#### Aufgabe A:
Schreib aus dem Forumsbeitrag zu AWStats alles von „## finshu (24.“ bis hinunter zu „noch Änderungen vornehmen?“ wortgetreu ab.

Wo nehme ich welche Änderungen in der awstats_updateall.pl vor ?

Danke und Grüße Finshu


----------



## Neurodeamon (21. April 2005)

awstats.pl liegt richtig in einem gültigen cgi-Verzeichnis. Eine schöne Anleitung findet sich unter debianhowto.de:
http://www.debianhowto.de/howtos/de/awstats/c_awstats.html#awstats_howto

Hmm, ich habe die schon einmal angegeben. Ich würde mal vorschlagen das Du die liest, damit erübrigen sich die Fragen eigentlich ...


----------



## finshu (24. April 2005)

Hallo Neurodeamon_,_ 

leider klärt sich mit der Doku mein Problem nicht!

Ich habe die update all im cgi-bin-Verzeichnis und den Cronjob wie folgt angelegt ...
/home/www/webxx/html/cgi-bin/awstats_updateall.pl now -awstatsprog=/home/www/webxx/html/cgi-bin/awstats.pl

was stimmt hier nicht? Muss man innerhalb der Updateall auch noch Änderungen vornehmen?

#### Aufgabe B:
Ändere die Datensätze so, dass „outstretched“ überall durch „extended“ ersetzt ist, und gib sie sonst unverändert wieder. Lass die Bilder dabei weg.

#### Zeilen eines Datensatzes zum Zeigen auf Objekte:
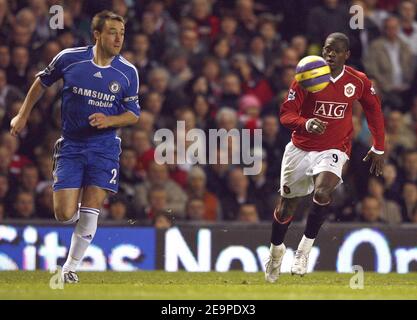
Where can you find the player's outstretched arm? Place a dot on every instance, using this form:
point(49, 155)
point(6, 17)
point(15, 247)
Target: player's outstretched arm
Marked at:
point(19, 121)
point(101, 121)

#### Ausgearbeitete Lösung A:
## finshu (24. April 2005)

Hallo Neurodeamon_,_ 

leider klärt sich mit der Doku mein Problem nicht!

Ich habe die update all im cgi-bin-Verzeichnis und den Cronjob wie folgt angelegt ...
/home/www/webxx/html/cgi-bin/awstats_updateall.pl now -awstatsprog=/home/www/webxx/html/cgi-bin/awstats.pl

was stimmt hier nicht? Muss man innerhalb der Updateall auch noch Änderungen vornehmen?

#### Ausgearbeitete Lösung B:
Where can you find the player's extended arm? Place a dot on every instance, using this form:
point(49, 155)
point(6, 17)
point(15, 247)
Target: player's extended arm
Marked at:
point(19, 121)
point(101, 121)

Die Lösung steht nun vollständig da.